Task to carry out
In the listing below, the lines starting with the line with "# put one pin on each instance of the utility" and going on through the line with "# put one pin on each instance of the door" are to be reproduced exactly, and only those.
#### Record set ####
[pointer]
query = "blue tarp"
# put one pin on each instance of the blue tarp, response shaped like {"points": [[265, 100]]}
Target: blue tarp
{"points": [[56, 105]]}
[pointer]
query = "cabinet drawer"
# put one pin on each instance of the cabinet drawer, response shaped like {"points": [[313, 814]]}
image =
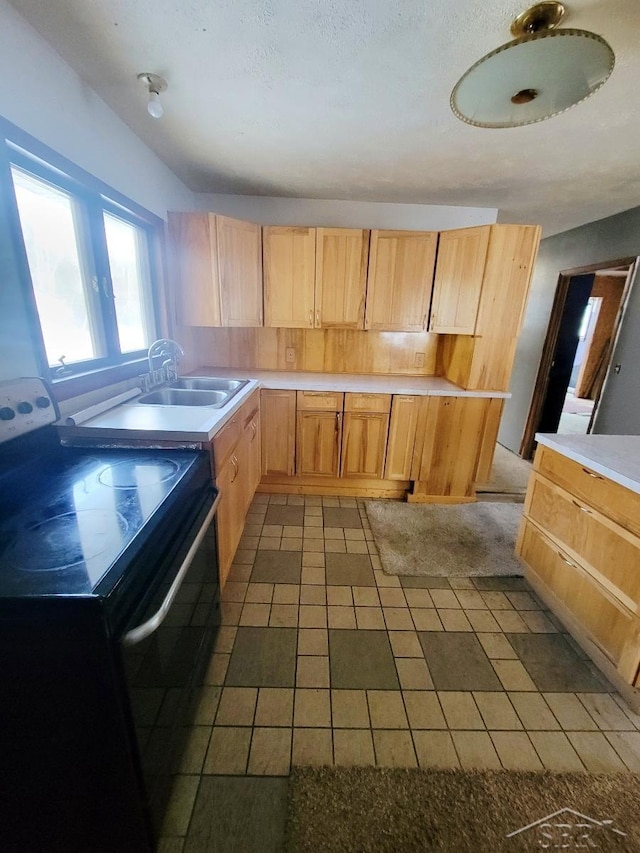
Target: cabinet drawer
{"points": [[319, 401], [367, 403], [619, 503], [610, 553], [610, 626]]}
####
#### Record set ####
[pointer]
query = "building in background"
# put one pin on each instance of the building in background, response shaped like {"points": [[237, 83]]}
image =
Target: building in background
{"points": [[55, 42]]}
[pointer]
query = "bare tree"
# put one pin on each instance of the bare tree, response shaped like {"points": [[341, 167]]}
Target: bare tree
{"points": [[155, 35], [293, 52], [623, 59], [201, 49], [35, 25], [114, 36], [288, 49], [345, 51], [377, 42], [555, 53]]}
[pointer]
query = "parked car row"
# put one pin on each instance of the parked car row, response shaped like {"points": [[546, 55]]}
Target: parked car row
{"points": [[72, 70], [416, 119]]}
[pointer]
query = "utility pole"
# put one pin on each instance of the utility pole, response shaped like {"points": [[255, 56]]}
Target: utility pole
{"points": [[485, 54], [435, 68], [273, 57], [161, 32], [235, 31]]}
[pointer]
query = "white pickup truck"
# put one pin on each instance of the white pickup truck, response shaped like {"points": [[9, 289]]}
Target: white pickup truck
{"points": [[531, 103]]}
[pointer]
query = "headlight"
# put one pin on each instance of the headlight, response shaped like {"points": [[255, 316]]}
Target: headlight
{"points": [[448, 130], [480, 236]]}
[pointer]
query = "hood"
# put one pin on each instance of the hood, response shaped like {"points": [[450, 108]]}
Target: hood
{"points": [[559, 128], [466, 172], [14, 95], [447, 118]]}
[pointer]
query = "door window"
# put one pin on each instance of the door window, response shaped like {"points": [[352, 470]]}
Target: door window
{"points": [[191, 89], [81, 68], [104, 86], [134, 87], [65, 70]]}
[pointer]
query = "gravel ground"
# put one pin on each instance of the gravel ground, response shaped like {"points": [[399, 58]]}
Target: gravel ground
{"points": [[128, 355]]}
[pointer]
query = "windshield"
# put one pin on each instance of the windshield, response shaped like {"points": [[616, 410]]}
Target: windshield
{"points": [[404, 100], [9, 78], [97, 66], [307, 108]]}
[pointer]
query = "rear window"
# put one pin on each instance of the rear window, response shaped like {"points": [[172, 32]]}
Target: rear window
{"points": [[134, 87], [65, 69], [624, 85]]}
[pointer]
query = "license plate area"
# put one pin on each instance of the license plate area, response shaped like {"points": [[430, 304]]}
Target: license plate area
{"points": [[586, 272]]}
####
Worked solution
# put one pin on each instance of the utility pole, response shaped like {"points": [[255, 56]]}
Target: utility pole
{"points": [[485, 54], [435, 68], [273, 57], [161, 32], [235, 31]]}
[pointer]
query = "white pickup truck"
# put one pin on each instance of the white pickup truck, response shaped like {"points": [[9, 289]]}
Target: white pickup truck
{"points": [[531, 103]]}
[pointer]
query = "headlight"
# put one pin on each instance of the headlight, response shaped like {"points": [[255, 316]]}
Target: headlight
{"points": [[448, 130], [480, 236]]}
[pointer]
query = "hood"
# put one pin on each instance of the hood, response shaped like {"points": [[450, 108]]}
Target: hood
{"points": [[559, 128], [466, 172], [14, 95], [447, 118]]}
[pointer]
query = "door window"
# put one pin on each instance of the door window, response shaped like {"points": [[352, 470]]}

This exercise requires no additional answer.